▸ Extract to read:

=======

Writer-director Richard Friedenberg adapted the screenplay shortly after completing his Norman Maclean adaptation of A River Runs Through It (1995). Commenting on the controversial nature of Carter as an individual, Friedenberg stated: "Here was this guy, who did bad things, disappeared off the face of the earth in Alabama, where he was a Ku Kluxer, and reappeared in the Oklahoma-Texas area near the Cherokee reservation of the western Cherokee nation, where he proceeded to write several books. It strikes me he spent his literary life, and whoever he was in his second phase, in some kind of grand apology for his first life." Friedenberg was originally drawn to the book and chose to adapt it as he felt that "characters and milieu they were in represented everything that was good about America and everything that was bad." Prior to Friedenberg's involvement, filmmakers Steven Spielberg and his former producing partnership between Peter Guber and Jon Peters had considered adapting the work into a feature film.

Joseph Ashton, who stars in the film as the titular Little Tree, is himself of Cherokee ancestry.

==Reception==
===Box office===
The Education of Little Tree had a limited release from Paramount Pictures, opening in 52 theaters in the United States on Christmas Day 1997. Paramount's own record-breaking box office hit Titanic opened only days before. The film had a domestic gross of $323,411.

=======

▸ Set tasks:
1. Condense the paragraph of the film passage that begins "The Education of Little Tree had a limited release" into a short bulleted list that keeps its main facts.
2. Reproduce word for word the stretch of the film passage from "Joseph Ashton, who" through "gross of $323,411.".

[Dataset entries]
=======

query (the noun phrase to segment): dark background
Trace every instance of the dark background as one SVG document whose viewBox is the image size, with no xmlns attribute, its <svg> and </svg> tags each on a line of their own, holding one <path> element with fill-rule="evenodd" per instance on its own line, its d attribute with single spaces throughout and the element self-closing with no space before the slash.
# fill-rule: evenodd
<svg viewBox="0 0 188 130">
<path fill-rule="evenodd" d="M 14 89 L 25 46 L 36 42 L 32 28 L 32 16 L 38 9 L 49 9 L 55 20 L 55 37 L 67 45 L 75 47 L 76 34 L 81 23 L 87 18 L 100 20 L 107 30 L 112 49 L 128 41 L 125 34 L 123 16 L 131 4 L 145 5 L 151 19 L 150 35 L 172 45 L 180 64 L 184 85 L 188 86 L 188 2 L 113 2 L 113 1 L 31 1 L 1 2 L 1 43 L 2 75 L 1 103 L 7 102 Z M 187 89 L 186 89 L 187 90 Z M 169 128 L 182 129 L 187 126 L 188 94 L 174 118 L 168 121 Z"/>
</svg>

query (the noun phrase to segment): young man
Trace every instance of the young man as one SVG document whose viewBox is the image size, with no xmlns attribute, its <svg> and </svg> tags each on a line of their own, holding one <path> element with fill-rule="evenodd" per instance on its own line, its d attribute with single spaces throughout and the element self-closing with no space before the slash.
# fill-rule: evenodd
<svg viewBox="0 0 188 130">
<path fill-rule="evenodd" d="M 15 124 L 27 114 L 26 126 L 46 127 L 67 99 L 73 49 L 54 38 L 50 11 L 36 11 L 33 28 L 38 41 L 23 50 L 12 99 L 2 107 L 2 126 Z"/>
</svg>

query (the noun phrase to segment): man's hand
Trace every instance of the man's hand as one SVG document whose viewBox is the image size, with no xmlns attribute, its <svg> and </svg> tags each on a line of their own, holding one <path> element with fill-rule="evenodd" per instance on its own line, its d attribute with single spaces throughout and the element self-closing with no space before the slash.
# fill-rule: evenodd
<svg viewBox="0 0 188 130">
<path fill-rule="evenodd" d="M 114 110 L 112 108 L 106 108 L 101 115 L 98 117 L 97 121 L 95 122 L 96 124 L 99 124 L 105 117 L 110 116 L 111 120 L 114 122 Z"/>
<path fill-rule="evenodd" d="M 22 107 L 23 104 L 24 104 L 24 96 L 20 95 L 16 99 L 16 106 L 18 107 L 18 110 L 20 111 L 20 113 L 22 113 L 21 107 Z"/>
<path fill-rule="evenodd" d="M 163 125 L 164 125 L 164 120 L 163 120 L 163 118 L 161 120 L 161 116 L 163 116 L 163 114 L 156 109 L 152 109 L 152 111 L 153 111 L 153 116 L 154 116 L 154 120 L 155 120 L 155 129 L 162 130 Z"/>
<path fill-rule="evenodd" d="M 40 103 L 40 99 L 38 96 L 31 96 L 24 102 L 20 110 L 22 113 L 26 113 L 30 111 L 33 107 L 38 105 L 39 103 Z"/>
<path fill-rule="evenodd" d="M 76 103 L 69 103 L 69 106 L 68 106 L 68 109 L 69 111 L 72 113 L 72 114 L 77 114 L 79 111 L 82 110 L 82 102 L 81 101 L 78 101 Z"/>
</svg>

=======

▸ Written answers:
1.
- Paramount Pictures gave The Education of Little Tree a limited release.
- It opened in 52 theaters in the United States on Christmas Day 1997.
- Paramount's own record-breaking hit Titanic had opened only days before.
- The film's domestic gross was $323,411.

2.
Joseph Ashton, who stars in the film as the titular Little Tree, is himself of Cherokee ancestry.

==Reception==
===Box office===
The Education of Little Tree had a limited release from Paramount Pictures, opening in 52 theaters in the United States on Christmas Day 1997. Paramount's own record-breaking box office hit Titanic opened only days before. The film had a domestic gross of $323,411.